**Exercise directions**
Please print each of the rows below again, character for character and in the same order.

----- Input data

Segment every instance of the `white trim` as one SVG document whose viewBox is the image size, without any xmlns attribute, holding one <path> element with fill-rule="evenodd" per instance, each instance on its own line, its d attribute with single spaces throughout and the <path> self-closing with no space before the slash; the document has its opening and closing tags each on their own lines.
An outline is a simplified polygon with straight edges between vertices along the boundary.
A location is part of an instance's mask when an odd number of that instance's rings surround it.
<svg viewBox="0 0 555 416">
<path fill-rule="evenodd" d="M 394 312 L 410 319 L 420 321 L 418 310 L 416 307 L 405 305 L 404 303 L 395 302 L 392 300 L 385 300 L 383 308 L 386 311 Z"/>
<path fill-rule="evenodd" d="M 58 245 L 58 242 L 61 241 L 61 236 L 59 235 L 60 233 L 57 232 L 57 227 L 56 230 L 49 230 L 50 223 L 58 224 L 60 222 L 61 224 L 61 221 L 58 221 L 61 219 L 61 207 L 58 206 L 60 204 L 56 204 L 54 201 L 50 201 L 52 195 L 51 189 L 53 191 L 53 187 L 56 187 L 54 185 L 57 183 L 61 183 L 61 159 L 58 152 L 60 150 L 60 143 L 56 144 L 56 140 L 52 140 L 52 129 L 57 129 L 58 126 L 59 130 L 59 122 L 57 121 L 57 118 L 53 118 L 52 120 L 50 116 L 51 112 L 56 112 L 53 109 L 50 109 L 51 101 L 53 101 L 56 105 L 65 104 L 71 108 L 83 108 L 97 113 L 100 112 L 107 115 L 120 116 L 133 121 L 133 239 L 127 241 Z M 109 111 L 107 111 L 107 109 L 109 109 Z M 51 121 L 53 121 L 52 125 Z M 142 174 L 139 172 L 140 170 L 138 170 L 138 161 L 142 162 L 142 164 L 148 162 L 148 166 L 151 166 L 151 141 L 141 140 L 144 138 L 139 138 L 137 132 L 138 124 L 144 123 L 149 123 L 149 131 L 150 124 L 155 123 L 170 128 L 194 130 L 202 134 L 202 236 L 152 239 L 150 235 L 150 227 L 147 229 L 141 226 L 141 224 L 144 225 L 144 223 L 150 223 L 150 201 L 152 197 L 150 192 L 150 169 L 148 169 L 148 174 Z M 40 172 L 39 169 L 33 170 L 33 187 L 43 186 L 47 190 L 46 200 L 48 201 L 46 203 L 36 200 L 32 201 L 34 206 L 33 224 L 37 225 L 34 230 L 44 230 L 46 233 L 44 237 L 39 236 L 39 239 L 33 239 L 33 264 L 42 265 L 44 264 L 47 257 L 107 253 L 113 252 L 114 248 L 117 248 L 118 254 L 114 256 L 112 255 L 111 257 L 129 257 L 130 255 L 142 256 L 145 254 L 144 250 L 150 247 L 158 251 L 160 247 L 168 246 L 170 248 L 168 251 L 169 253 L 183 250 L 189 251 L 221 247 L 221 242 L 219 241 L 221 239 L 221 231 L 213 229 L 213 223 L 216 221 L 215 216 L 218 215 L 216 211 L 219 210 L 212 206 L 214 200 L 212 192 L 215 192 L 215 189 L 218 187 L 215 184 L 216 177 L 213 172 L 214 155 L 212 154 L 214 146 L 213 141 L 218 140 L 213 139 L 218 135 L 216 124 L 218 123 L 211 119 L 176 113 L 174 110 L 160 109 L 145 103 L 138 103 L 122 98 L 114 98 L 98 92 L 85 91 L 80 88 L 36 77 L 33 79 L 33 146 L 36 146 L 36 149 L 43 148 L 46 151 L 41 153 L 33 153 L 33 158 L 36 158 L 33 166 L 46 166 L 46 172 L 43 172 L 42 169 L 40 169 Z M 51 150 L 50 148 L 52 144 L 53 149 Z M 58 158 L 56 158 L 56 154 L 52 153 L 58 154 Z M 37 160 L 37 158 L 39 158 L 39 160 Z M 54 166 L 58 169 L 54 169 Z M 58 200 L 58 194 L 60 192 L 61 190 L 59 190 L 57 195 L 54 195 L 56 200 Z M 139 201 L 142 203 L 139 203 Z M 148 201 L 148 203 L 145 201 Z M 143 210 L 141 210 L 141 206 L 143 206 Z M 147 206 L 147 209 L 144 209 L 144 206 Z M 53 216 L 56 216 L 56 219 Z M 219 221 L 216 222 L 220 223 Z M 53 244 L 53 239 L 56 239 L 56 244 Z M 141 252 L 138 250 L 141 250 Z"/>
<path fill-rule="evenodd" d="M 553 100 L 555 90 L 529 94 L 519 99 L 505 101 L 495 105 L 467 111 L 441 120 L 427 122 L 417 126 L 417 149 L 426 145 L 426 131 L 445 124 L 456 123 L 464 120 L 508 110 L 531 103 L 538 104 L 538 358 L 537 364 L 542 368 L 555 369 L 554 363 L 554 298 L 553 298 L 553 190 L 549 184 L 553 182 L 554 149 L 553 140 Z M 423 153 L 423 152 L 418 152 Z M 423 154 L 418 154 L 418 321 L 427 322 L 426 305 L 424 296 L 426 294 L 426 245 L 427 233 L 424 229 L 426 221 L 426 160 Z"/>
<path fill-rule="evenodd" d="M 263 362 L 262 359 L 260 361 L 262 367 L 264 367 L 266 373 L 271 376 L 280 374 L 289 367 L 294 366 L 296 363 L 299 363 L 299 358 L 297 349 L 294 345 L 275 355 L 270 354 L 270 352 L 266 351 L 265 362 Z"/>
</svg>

----------

**Problem solution**
Segment every instance of the `white trim` as one SVG document whose viewBox is the image size, without any xmlns attribute, holding one <path> element with fill-rule="evenodd" per instance, each instance on its own line, its d attribute with single spaces throughout and the <path> self-closing with no space before the slash; the document has its opening and closing tags each on their own lines.
An outline is a simplified polygon with straight edges between vertices along the boundary.
A location is part of an instance's mask when an odd number of that instance's rings surround it.
<svg viewBox="0 0 555 416">
<path fill-rule="evenodd" d="M 394 312 L 410 319 L 420 321 L 418 310 L 416 307 L 405 305 L 404 303 L 395 302 L 392 300 L 385 300 L 383 308 L 386 311 Z"/>
<path fill-rule="evenodd" d="M 58 245 L 58 242 L 61 241 L 61 236 L 59 235 L 60 233 L 57 232 L 57 227 L 56 230 L 49 230 L 50 223 L 58 224 L 60 222 L 61 224 L 61 221 L 58 221 L 61 219 L 61 207 L 58 206 L 60 204 L 56 204 L 54 201 L 50 201 L 52 195 L 51 189 L 53 191 L 53 187 L 56 187 L 54 185 L 57 183 L 61 183 L 61 159 L 58 152 L 60 150 L 60 143 L 56 144 L 56 140 L 52 140 L 52 129 L 57 129 L 58 126 L 59 130 L 59 122 L 57 121 L 57 118 L 53 118 L 52 120 L 50 116 L 51 112 L 56 112 L 53 109 L 50 109 L 51 101 L 53 101 L 56 105 L 65 104 L 71 108 L 83 108 L 97 113 L 100 112 L 107 115 L 120 116 L 133 121 L 133 239 L 127 241 Z M 109 111 L 107 111 L 107 109 L 109 109 Z M 51 121 L 53 121 L 52 125 Z M 142 174 L 139 172 L 140 170 L 138 170 L 138 161 L 142 162 L 142 164 L 148 162 L 148 166 L 151 166 L 151 141 L 141 140 L 144 138 L 139 138 L 137 132 L 138 124 L 144 123 L 149 123 L 149 131 L 150 124 L 155 123 L 170 128 L 194 130 L 202 134 L 202 236 L 152 239 L 150 235 L 150 227 L 147 229 L 141 226 L 141 224 L 144 225 L 144 223 L 150 223 L 150 201 L 152 197 L 150 192 L 150 169 L 148 169 L 148 174 Z M 40 172 L 39 169 L 33 170 L 33 187 L 43 186 L 47 190 L 46 200 L 48 201 L 46 203 L 36 200 L 32 201 L 34 206 L 33 224 L 37 225 L 34 230 L 44 230 L 46 233 L 44 237 L 39 236 L 39 239 L 33 239 L 33 264 L 42 265 L 44 264 L 47 257 L 107 253 L 113 252 L 114 248 L 117 248 L 118 254 L 114 256 L 112 255 L 111 257 L 129 257 L 130 255 L 142 256 L 145 254 L 144 250 L 150 247 L 158 251 L 160 247 L 168 246 L 170 248 L 168 251 L 169 253 L 183 250 L 189 251 L 221 247 L 221 242 L 219 241 L 221 239 L 221 231 L 213 229 L 213 223 L 216 221 L 215 216 L 218 215 L 216 211 L 219 210 L 212 206 L 214 200 L 212 192 L 215 192 L 215 189 L 218 187 L 215 184 L 216 177 L 213 172 L 214 155 L 212 154 L 214 146 L 213 141 L 218 140 L 213 139 L 218 135 L 216 124 L 218 123 L 211 119 L 176 113 L 174 110 L 160 109 L 145 103 L 138 103 L 122 98 L 114 98 L 98 92 L 85 91 L 80 88 L 36 77 L 33 79 L 33 146 L 36 146 L 36 149 L 43 148 L 46 151 L 41 153 L 33 153 L 33 158 L 36 158 L 33 166 L 46 166 L 46 172 L 43 172 L 42 169 L 40 169 Z M 51 150 L 50 148 L 52 144 L 53 149 Z M 58 158 L 56 158 L 56 154 L 52 153 L 58 154 Z M 37 160 L 37 158 L 39 158 L 39 160 Z M 54 166 L 58 169 L 54 169 Z M 58 200 L 58 194 L 60 192 L 61 190 L 59 190 L 57 195 L 54 195 L 56 200 Z M 139 201 L 142 203 L 139 203 Z M 148 201 L 148 203 L 145 201 Z M 143 210 L 141 210 L 141 206 L 143 206 Z M 147 206 L 147 209 L 144 209 L 144 206 Z M 53 216 L 56 216 L 56 219 Z M 219 221 L 216 222 L 220 223 Z M 53 244 L 53 239 L 56 239 L 56 244 Z M 141 252 L 138 250 L 141 250 Z"/>
<path fill-rule="evenodd" d="M 553 100 L 555 90 L 529 94 L 519 99 L 505 101 L 495 105 L 467 111 L 441 120 L 427 122 L 417 126 L 417 149 L 426 145 L 426 131 L 445 124 L 456 123 L 464 120 L 508 110 L 531 103 L 538 104 L 538 358 L 537 364 L 542 368 L 555 369 L 554 363 L 554 298 L 553 298 L 553 190 L 549 184 L 553 182 L 554 149 L 553 140 Z M 423 153 L 423 152 L 418 152 Z M 423 154 L 418 154 L 418 321 L 427 322 L 426 305 L 424 296 L 426 294 L 426 245 L 427 233 L 424 229 L 426 221 L 426 160 Z"/>
<path fill-rule="evenodd" d="M 263 362 L 262 359 L 260 361 L 262 367 L 264 367 L 266 373 L 271 376 L 280 374 L 289 367 L 294 366 L 296 363 L 299 363 L 299 358 L 297 349 L 294 345 L 275 355 L 270 354 L 270 352 L 266 351 L 265 362 Z"/>
</svg>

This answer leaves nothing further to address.